# Material for this task
● ● ● ● ●

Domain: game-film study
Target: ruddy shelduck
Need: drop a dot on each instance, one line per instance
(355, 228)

● ● ● ● ●

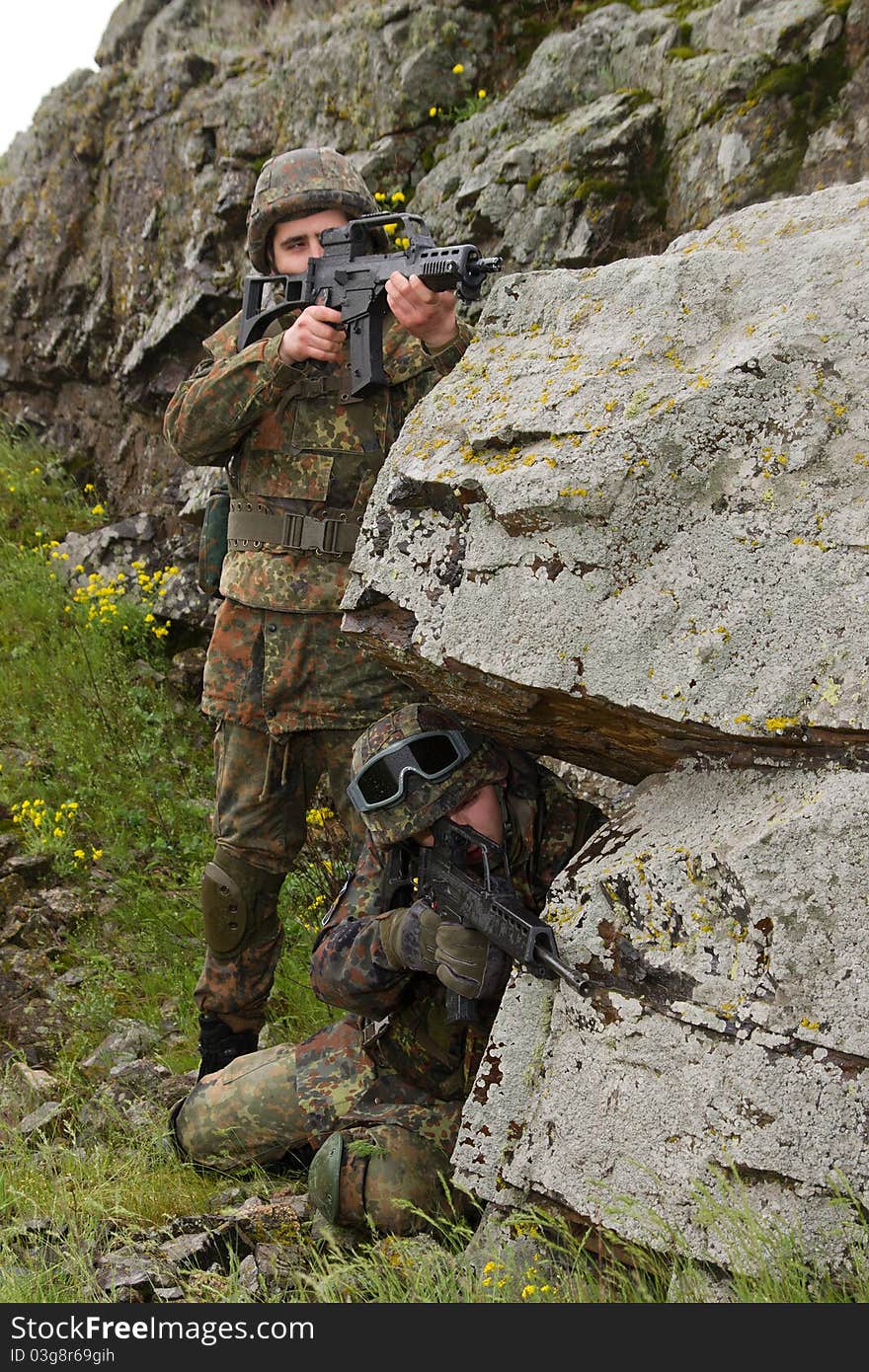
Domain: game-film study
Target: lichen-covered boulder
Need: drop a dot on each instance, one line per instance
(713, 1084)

● ● ● ● ●

# Exercise
Compute the number of lines in the records that contain the string "Target", and return that number alone.

# Answer box
2